List every line of the items below that contains the string "white", copying each line in full.

***** THE RECORDS *****

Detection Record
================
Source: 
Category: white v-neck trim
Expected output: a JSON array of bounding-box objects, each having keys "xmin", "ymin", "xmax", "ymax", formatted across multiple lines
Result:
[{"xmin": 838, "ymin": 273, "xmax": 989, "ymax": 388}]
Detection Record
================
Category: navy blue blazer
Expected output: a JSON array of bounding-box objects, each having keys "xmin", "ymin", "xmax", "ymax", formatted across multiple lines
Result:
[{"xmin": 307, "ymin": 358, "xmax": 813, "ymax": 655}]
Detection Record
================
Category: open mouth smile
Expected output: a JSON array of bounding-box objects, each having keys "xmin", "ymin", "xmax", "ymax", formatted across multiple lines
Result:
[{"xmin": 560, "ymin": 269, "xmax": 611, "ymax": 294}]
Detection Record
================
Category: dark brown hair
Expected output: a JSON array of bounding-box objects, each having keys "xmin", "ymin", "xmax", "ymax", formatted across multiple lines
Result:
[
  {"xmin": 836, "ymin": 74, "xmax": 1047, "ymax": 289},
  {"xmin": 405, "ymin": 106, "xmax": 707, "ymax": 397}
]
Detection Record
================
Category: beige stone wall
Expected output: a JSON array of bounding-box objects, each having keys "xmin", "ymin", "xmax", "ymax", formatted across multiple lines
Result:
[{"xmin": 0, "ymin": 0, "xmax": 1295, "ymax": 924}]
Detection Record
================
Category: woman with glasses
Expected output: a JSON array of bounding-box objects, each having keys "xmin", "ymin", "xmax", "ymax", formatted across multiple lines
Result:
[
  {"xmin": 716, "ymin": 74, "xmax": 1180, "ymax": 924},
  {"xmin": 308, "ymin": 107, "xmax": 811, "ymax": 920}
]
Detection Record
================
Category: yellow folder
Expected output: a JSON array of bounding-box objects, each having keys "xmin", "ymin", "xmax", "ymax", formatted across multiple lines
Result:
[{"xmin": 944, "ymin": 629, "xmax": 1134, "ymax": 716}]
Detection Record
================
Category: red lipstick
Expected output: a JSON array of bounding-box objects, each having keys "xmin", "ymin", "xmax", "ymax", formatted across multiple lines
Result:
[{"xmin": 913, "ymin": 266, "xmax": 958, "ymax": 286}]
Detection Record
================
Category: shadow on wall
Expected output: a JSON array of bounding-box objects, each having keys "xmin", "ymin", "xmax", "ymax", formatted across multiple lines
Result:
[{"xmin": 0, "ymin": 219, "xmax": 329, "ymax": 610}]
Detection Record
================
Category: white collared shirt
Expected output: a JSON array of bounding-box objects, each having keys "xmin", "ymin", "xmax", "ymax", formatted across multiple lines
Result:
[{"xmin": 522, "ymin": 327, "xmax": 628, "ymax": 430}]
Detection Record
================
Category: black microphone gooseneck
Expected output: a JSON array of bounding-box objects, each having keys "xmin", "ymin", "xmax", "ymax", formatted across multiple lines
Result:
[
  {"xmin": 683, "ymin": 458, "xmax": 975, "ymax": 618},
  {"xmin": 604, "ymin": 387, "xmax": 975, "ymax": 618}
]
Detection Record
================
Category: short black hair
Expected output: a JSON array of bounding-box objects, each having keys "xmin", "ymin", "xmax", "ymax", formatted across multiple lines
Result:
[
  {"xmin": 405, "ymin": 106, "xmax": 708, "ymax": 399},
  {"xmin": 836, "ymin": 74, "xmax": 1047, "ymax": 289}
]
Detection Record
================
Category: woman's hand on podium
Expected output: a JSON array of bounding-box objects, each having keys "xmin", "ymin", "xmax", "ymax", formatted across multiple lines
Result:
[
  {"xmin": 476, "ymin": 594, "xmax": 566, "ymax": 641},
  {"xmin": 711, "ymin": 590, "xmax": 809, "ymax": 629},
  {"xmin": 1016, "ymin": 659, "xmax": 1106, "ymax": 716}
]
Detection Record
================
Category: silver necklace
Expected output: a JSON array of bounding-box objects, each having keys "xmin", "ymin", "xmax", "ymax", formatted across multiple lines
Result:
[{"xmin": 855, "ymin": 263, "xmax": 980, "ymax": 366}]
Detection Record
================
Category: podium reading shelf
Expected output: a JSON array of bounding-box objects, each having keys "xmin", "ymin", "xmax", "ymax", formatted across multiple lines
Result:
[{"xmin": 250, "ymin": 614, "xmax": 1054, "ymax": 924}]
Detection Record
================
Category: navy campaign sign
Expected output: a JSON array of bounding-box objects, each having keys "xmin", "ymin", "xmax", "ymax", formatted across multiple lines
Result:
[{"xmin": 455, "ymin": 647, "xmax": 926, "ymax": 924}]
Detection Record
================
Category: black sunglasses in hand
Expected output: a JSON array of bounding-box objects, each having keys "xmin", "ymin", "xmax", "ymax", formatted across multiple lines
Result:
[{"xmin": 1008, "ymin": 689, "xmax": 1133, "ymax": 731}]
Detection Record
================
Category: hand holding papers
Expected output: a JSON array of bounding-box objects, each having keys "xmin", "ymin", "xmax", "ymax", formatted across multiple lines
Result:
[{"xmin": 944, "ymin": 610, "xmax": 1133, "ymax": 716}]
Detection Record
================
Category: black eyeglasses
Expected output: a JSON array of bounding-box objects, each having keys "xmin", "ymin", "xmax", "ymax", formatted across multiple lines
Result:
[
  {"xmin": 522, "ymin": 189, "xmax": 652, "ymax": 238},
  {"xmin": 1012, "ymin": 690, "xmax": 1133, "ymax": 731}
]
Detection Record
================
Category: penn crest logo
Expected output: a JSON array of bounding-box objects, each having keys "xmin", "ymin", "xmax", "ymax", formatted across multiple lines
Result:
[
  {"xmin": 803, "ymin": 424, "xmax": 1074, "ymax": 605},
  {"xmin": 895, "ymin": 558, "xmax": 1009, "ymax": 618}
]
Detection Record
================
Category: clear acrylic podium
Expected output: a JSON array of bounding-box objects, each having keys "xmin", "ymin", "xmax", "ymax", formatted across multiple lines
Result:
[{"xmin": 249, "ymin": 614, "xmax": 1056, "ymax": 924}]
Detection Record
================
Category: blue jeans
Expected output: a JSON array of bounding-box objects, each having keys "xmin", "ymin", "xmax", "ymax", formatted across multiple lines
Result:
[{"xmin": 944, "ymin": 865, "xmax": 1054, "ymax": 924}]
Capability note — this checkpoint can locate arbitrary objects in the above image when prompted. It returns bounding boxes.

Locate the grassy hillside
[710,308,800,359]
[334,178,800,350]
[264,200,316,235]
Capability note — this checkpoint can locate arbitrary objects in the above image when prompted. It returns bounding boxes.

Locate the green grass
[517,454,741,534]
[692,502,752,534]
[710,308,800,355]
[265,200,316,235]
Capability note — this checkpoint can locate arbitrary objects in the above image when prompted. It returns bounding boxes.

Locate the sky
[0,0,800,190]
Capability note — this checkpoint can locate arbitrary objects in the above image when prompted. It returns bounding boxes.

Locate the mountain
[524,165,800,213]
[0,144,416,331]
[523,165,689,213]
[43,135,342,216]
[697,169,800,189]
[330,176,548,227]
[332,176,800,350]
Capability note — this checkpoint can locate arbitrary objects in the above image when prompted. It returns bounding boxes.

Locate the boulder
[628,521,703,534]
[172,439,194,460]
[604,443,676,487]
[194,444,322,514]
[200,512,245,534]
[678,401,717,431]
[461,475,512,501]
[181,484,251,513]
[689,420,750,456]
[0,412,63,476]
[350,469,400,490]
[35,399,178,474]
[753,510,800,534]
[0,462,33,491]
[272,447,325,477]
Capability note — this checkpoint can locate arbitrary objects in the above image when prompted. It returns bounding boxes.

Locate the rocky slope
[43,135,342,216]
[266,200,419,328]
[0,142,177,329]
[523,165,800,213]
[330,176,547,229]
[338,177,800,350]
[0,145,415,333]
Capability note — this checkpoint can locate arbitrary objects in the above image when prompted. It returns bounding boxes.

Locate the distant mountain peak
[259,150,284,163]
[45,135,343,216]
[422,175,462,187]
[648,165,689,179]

*****

→ **THE RESPONSE**:
Category: white v-neck trim
Category: white collared shirt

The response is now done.